TO BE DONE.
Render all of these records as a two-column CSV with the headers request and boxes, one row per record, putting the record's text and its answer each in a single quoted field with line breaks replaced by spaces. Omit the pictures from your output.

[Labeled box records]
━━━━━━

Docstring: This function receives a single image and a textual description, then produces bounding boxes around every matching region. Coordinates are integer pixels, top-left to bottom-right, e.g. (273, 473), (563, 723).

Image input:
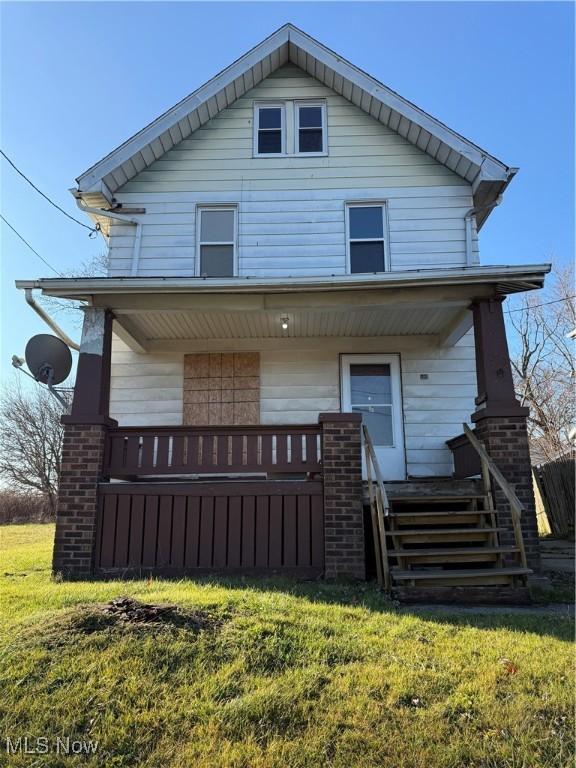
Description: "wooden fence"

(95, 481), (324, 578)
(533, 458), (575, 536)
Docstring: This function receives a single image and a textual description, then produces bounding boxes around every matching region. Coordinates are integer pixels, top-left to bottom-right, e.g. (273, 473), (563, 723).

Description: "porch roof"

(16, 264), (550, 352)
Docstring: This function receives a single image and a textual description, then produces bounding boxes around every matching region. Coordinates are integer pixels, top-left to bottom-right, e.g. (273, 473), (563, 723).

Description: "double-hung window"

(196, 206), (237, 277)
(346, 203), (389, 274)
(296, 102), (326, 154)
(254, 104), (286, 155)
(254, 100), (328, 157)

━━━━━━

ANSWER TO THE EXERCISE.
request,boxes
"Docstring: This function receives a single image and a textual description, then produces bounding boxes around every matching region. Coordinates are integer pixels, top-left to bottom-right, e.g. (273, 473), (563, 723). Image input: Description: ""wooden fence""","(95, 481), (324, 578) (533, 458), (575, 536)"
"Docstring: This function receives a single image and a textual description, then produces bounding boxes around every matching region. Coordinates are integer pixels, top-left to bottom-right, e.g. (273, 473), (563, 723). Description: ""porch roof""","(16, 264), (550, 352)"
"Docstring: This function receives a single image and a textual description, then produces bounding boxes around every matching region. Coordinates are integer pixels, top-left to bottom-right, e.g. (273, 473), (563, 723). Description: ""double-hung window""","(196, 206), (237, 277) (346, 203), (389, 274) (296, 102), (326, 154) (254, 104), (286, 155) (254, 100), (328, 157)"